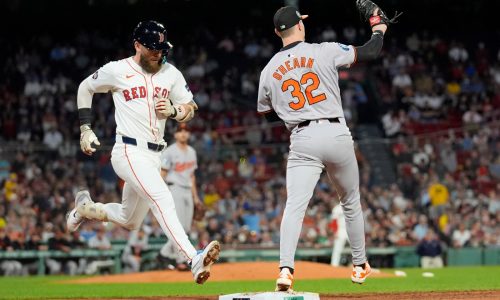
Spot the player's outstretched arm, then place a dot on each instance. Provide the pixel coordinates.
(379, 22)
(84, 103)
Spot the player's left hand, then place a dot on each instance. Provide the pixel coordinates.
(87, 137)
(374, 14)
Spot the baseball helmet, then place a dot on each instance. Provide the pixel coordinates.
(152, 35)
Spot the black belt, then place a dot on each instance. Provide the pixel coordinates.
(307, 122)
(151, 146)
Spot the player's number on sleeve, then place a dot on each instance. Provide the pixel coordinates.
(301, 97)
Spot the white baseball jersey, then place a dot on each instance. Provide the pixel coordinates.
(301, 82)
(134, 93)
(180, 164)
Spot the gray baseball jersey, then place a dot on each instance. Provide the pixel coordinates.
(180, 164)
(301, 82)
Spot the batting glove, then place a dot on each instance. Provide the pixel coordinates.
(87, 137)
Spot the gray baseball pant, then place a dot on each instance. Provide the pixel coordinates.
(321, 145)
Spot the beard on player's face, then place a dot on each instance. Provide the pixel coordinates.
(150, 62)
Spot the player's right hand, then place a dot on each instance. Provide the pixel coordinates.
(164, 108)
(87, 137)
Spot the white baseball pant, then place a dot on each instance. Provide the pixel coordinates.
(144, 190)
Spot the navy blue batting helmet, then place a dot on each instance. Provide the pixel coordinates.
(152, 35)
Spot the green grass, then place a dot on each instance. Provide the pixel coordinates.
(447, 279)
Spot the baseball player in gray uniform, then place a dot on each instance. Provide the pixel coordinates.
(178, 163)
(299, 85)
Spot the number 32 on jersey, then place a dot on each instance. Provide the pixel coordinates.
(295, 88)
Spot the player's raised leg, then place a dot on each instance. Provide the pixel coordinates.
(301, 178)
(345, 177)
(144, 177)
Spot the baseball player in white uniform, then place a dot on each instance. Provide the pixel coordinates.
(340, 235)
(146, 92)
(178, 164)
(299, 85)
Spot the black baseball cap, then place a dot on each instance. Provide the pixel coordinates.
(286, 17)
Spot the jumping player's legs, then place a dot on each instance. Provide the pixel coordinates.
(140, 168)
(131, 212)
(342, 170)
(300, 182)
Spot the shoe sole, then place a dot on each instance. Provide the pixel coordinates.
(211, 257)
(360, 282)
(283, 288)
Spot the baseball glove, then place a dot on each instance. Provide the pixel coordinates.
(199, 211)
(366, 8)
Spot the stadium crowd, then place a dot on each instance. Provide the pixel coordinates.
(448, 182)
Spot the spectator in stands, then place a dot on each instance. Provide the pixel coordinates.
(461, 236)
(430, 251)
(8, 267)
(420, 230)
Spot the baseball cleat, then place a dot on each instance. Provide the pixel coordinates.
(201, 263)
(73, 220)
(284, 282)
(87, 208)
(359, 273)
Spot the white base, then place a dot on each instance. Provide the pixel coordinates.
(271, 296)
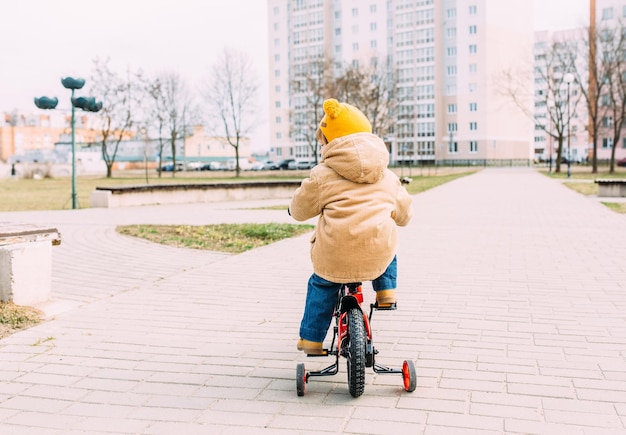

» **Set problem**
Count the lines of the records that contain the string "player" with matching case, and reply with the number only.

» **Solution for this problem**
9